#### [Recorded information]

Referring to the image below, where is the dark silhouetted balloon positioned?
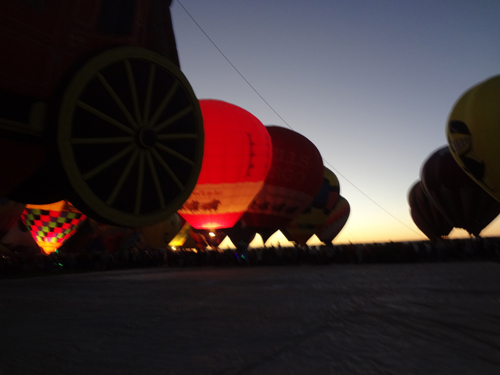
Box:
[420,146,500,236]
[408,181,453,240]
[316,195,351,245]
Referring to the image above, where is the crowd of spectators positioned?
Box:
[0,233,500,277]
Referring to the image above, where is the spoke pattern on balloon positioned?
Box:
[123,60,142,125]
[77,100,134,135]
[96,72,138,129]
[106,150,139,205]
[82,144,135,181]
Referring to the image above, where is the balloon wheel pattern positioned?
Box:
[57,47,204,226]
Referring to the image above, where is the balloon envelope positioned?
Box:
[0,198,26,238]
[21,201,87,254]
[408,181,453,240]
[178,100,272,230]
[420,146,500,236]
[281,167,340,245]
[316,195,351,244]
[446,75,500,201]
[141,213,181,248]
[241,126,323,233]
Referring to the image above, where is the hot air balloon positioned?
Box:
[315,195,351,244]
[446,75,500,201]
[21,201,87,254]
[281,167,340,245]
[0,198,26,238]
[140,213,181,248]
[241,126,323,235]
[178,100,272,231]
[408,181,453,240]
[420,146,500,236]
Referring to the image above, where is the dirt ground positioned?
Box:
[0,262,500,375]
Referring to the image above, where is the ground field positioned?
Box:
[0,262,500,375]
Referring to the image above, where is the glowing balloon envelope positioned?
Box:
[241,126,323,234]
[446,75,500,201]
[21,201,87,254]
[178,100,272,230]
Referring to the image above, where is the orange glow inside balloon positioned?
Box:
[178,100,272,230]
[21,201,87,254]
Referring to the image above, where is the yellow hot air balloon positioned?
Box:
[446,75,500,201]
[21,200,87,254]
[281,167,340,245]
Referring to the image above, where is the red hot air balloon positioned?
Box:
[408,181,453,240]
[420,146,500,237]
[242,126,323,233]
[178,100,272,230]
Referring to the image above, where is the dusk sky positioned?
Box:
[171,0,500,243]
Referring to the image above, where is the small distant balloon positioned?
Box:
[420,146,500,236]
[408,181,453,240]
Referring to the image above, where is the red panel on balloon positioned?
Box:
[178,100,272,230]
[242,126,323,229]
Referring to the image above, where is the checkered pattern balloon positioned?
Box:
[21,208,87,252]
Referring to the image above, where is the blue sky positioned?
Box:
[171,0,500,243]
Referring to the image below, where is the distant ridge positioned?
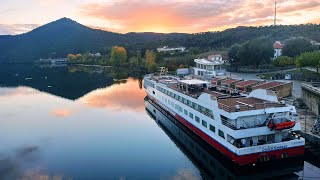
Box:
[0,17,320,63]
[0,18,184,62]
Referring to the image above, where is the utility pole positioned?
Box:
[304,107,308,132]
[273,1,277,26]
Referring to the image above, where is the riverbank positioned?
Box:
[258,69,320,82]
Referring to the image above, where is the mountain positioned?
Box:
[0,18,320,63]
[183,24,320,48]
[0,18,184,62]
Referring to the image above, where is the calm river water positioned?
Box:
[0,65,320,179]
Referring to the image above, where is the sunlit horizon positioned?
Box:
[0,0,320,35]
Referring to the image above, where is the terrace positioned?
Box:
[218,97,285,112]
[252,81,284,90]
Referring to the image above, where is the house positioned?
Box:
[273,41,283,59]
[208,54,222,61]
[157,46,186,52]
[193,54,225,79]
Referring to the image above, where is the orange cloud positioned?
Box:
[79,0,320,33]
[78,79,146,111]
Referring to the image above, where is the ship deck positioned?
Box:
[218,97,286,112]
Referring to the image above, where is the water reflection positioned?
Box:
[78,78,146,111]
[0,65,142,100]
[145,98,303,179]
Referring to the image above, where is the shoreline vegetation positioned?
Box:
[67,37,320,73]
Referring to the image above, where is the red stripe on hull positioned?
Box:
[175,114,304,165]
[151,98,304,165]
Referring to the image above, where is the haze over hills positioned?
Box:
[0,18,320,62]
[0,18,184,62]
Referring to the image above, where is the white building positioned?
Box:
[273,41,283,59]
[157,46,186,52]
[193,55,225,79]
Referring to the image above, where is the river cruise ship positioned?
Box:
[144,75,305,166]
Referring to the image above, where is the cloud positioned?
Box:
[78,0,320,32]
[50,108,75,117]
[0,24,40,35]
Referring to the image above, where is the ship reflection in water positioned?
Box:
[145,97,303,179]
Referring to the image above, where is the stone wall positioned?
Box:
[301,84,320,115]
[271,82,293,98]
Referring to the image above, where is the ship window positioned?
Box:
[189,112,193,119]
[210,124,216,132]
[202,120,208,127]
[195,116,200,123]
[218,129,224,139]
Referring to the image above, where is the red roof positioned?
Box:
[273,41,283,49]
[236,80,259,87]
[221,78,240,84]
[211,78,222,84]
[253,81,284,89]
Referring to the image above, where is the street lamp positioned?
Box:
[304,107,308,132]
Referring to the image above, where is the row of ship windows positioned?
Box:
[157,86,214,119]
[157,94,225,139]
[144,80,154,88]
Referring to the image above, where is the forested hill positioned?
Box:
[0,18,320,63]
[183,24,320,48]
[0,18,185,62]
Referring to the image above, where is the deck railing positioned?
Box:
[219,103,285,112]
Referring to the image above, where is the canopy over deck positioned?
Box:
[180,79,210,85]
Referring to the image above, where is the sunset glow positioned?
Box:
[0,0,320,34]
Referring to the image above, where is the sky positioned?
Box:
[0,0,320,35]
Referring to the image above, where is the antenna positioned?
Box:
[273,1,277,26]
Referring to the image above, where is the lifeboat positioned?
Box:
[268,120,296,131]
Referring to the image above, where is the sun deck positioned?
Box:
[218,97,285,112]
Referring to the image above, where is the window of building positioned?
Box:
[202,120,208,127]
[218,129,224,139]
[189,112,193,119]
[195,116,200,123]
[209,124,216,132]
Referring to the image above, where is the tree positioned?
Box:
[236,37,273,66]
[296,51,320,72]
[145,50,157,71]
[137,51,142,67]
[110,46,127,66]
[282,38,313,57]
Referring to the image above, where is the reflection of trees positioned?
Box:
[138,78,142,89]
[69,65,144,80]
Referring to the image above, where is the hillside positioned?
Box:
[183,24,320,48]
[0,18,320,63]
[0,18,183,62]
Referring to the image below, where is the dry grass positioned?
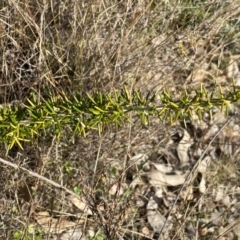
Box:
[0,0,240,240]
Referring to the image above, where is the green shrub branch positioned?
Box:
[0,85,240,149]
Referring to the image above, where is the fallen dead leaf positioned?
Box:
[67,195,92,215]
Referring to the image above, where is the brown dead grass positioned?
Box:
[0,0,240,239]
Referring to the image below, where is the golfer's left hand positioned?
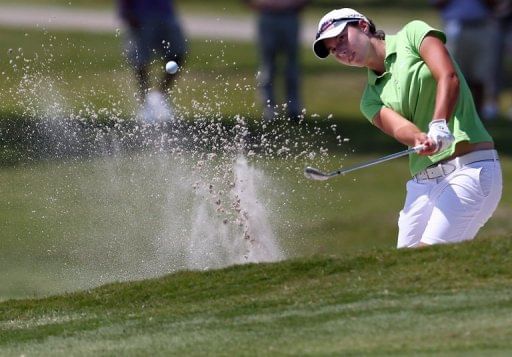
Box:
[427,119,455,152]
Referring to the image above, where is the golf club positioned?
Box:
[304,145,423,181]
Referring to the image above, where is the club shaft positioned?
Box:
[328,147,421,176]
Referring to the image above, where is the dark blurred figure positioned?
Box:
[117,0,186,122]
[429,0,494,119]
[243,0,310,121]
[484,0,512,119]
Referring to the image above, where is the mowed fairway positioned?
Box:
[0,0,512,356]
[0,237,512,356]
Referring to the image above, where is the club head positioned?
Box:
[304,166,330,181]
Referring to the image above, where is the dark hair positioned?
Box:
[348,19,386,40]
[368,19,386,40]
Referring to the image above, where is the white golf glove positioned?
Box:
[427,119,455,152]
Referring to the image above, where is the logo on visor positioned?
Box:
[316,14,362,40]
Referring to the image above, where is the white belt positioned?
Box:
[414,150,499,180]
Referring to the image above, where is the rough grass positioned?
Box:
[0,236,512,356]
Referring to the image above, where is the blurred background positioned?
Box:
[0,0,512,299]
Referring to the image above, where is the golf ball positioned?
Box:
[165,61,178,74]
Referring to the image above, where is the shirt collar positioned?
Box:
[368,35,396,85]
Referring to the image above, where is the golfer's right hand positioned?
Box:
[427,119,455,152]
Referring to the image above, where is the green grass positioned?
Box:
[0,6,512,355]
[0,236,512,356]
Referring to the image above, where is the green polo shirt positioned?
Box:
[361,21,492,175]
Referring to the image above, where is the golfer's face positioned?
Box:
[324,25,366,67]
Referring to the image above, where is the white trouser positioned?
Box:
[397,150,503,248]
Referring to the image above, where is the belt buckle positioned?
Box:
[425,165,444,180]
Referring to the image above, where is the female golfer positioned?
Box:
[313,8,502,248]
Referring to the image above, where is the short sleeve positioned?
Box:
[402,20,446,54]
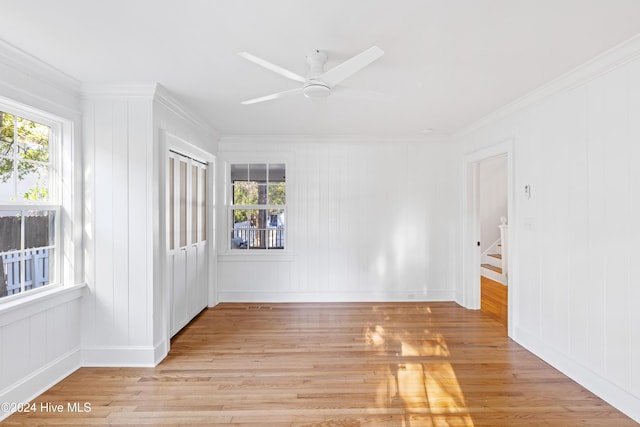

#### [Problem details]
Go through the listing above and pull out every line that contains the word "blurred". Case counts.

#### [Correct response]
Referring to the image above, where is the dark blurred figure positioned?
Referring to the image above, where is the blurred background positioned?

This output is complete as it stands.